• _TAREAS_
(a) Reescribe como una lista breve el párrafo del texto sobre el Barroco que empieza «Así pues, el Barroco es para nosotros». Conserva sus datos principales.
(b) Enumera todos los estudiosos que se mencionan por su nombre en el texto sobre el Barroco.
(c) Retoma el texto sobre el concepto de Barroco y continúalo a partir de su última oración.

• _TEXTO DE ORIGEN_
• • • • •

Así pues, el Barroco es para nosotros un concepto de época que se extiende, en principio, a todas las manifestacio­nes que se integran en la cultura de la misma11. Fue por la vía del arte por donde se llegó a identificar el nuevo concepto de una época en la cultura italiana, cuando tan gran conocedor del Renacimiento como Burckhardt advirtió que las obras que con­templaba en Roma, después del período renacentista y en un plazo de años determinado, tenían, en sus deformaciones y corrupciones de modelos anteriores, unos caracteres que apa­recían como propios de un tiempo en alguna manera diferente. Y Gurlitt, historiador de la arquitectura romana, sobre 1887 observó, en las iglesias que estudiaba, formas desordenadas del clasicismo renacentista, diferentes a - primera vista entre sí, ciertamente, pero descoyuntadas por el mismo torbellino de una expresión desordenada cuyos productos todos se encuadraban también entre unas fechas. Así resultó que las primeras observaciones sobre el Barroco y las vacilantes estimaciones sobre el mismo surgieron referidas ya a una época más o menos defini­da: aquella que sigue al Renacimiento clasicista- Wölfflin se atrevió a extender la nueva categoría a un área más extensa: la literatura. Cuando los caracteres señalados en esa serie de obras fueron ampliados a otros campos, el concepto de época para definir esa nueva cultura posrenacentista quedó preparado y, con ello, su extensión a los diversos sectores de una cul­tura y al grupo de países en que aquélla se extendiera.

• • • • •

• _MATERIAL PROPORCIONADO_
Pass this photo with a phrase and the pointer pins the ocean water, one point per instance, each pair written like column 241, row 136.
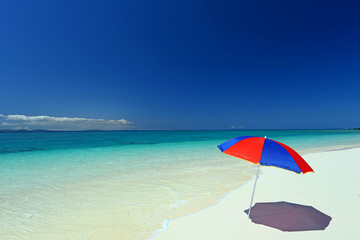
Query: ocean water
column 126, row 184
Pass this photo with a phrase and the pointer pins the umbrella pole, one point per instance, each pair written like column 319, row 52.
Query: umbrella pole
column 252, row 197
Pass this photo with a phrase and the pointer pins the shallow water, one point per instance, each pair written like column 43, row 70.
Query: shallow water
column 124, row 185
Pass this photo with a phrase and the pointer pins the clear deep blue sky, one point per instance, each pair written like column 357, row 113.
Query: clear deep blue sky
column 185, row 64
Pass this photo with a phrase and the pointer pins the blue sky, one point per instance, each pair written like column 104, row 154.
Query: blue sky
column 179, row 64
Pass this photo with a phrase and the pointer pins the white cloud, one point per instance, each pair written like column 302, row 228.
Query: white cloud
column 62, row 123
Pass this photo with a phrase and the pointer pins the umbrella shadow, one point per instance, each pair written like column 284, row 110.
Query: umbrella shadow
column 288, row 217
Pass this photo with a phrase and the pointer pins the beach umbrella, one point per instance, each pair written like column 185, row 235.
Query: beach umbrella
column 266, row 152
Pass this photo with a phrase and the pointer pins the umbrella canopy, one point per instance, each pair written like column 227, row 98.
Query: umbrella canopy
column 289, row 217
column 267, row 152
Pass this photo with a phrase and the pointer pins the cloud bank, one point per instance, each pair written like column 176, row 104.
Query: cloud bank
column 61, row 123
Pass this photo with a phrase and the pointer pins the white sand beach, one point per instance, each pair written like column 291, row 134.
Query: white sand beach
column 333, row 189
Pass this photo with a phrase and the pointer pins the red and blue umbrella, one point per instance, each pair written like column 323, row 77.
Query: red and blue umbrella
column 266, row 152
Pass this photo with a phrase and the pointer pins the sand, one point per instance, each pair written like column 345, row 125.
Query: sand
column 333, row 189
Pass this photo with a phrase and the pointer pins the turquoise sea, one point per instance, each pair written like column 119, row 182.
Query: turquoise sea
column 125, row 184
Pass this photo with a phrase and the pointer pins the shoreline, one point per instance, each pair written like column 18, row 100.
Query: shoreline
column 226, row 217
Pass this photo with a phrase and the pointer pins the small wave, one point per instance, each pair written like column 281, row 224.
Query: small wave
column 19, row 149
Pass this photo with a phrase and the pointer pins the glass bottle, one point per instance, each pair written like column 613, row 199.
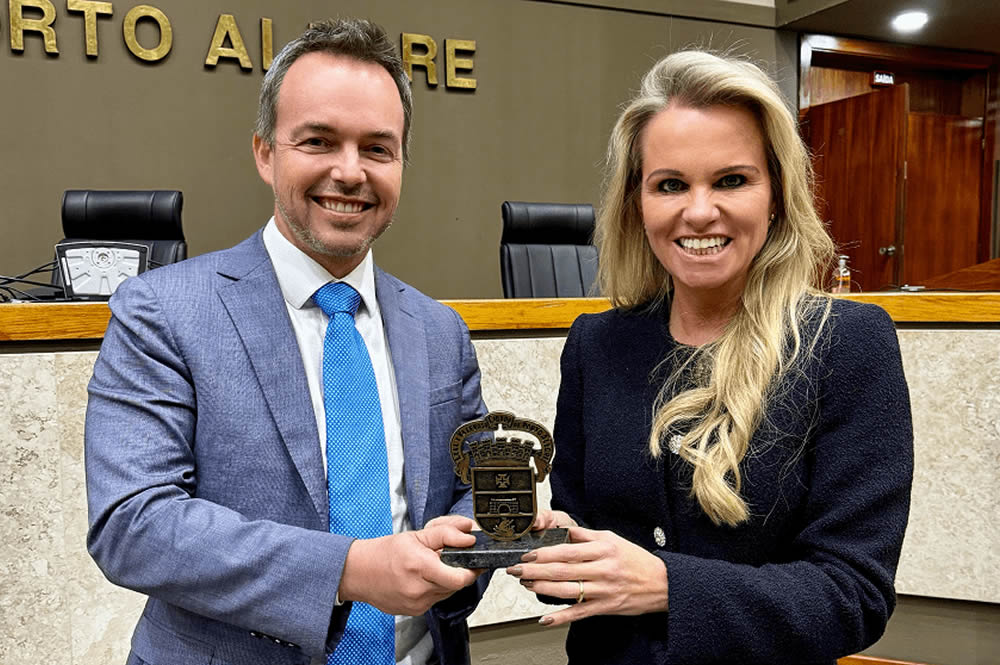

• • • • •

• _RESPUESTAS_
(a)
- El Barroco es un concepto de época que abarca todas las manifestaciones de la cultura de ese tiempo.
- Se identificó por primera vez a través del arte, en la cultura italiana.
- Burckhardt advirtió que ciertas obras de Roma, posteriores al Renacimiento y de un plazo de años determinado, deformaban modelos anteriores y tenían caracteres propios de un tiempo diferente.
- Gurlitt, historiador de la arquitectura romana, observó hacia 1887 formas desordenadas del clasicismo renacentista en iglesias. Eran formas distintas entre sí, pero unidas por una misma expresión desordenada y situadas entre unas fechas.
- Por eso, las primeras observaciones sobre el Barroco ya se referían a la época que sigue al Renacimiento clasicista.
- Wölfflin extendió la categoría a la literatura.
- Al ampliarse esos caracteres a otros campos, el concepto de época quedó preparado para aplicarse a los distintos sectores de la cultura y a los países por los que esta se extendió.

(b)
- Burckhardt
- Gurlitt
- Wölfflin

(c)
A medida que el interés por el Barroco iba creciendo y se enriquecía la investigación sobre el mismo, cambiaba a su vez la estimación de sus obras y se iba haciendo más compleja y ajustada la interpretación del mismo. El trabajo investigador y la valoración positiva de la etapa barroca en la cultura euro­pea partió de Alemania, para pasar rápidamente a Italia, des­pués a España, a Inglaterra y, 'finalmente, a Francia, donde el peso de la tradición, llamada del clasicismo —considerada hace aún pocos años incompatible con el Barroco—, dificultó la comprensión de éste, por lo menos hasta fechas próximas (siempre con alguna excepción que hay que tomar como pre­cedente, por ejemplo la de M. Raymond). Al presente, sin em­bargo, proceden de investigadores franceses algunos de los trabajos más sugestivos. El cambio en el planteamiento histó­rico de la interpretación del Barroco puede ilustrarse con una de sus manifestaciones más extremadas, la del sociólogo histo­riador Lewis Mumford, para quien el Renacimiento viene a ser la fase inicial de una nueva época que alcanza su pleno sentido en el Barroco: podemos, conforme a su tesis, caracte­rizar al Renacimiento, con toda su preceptiva pureza, como la primera manifestación del Barroco subsiguiente12. De esta tesis conviene subrayar el definitivo reconocimiento de un lazo condicionante entre ambos períodos y la estimación del alto valor positivo que hay que atribuir al Barroco en la cultura europea.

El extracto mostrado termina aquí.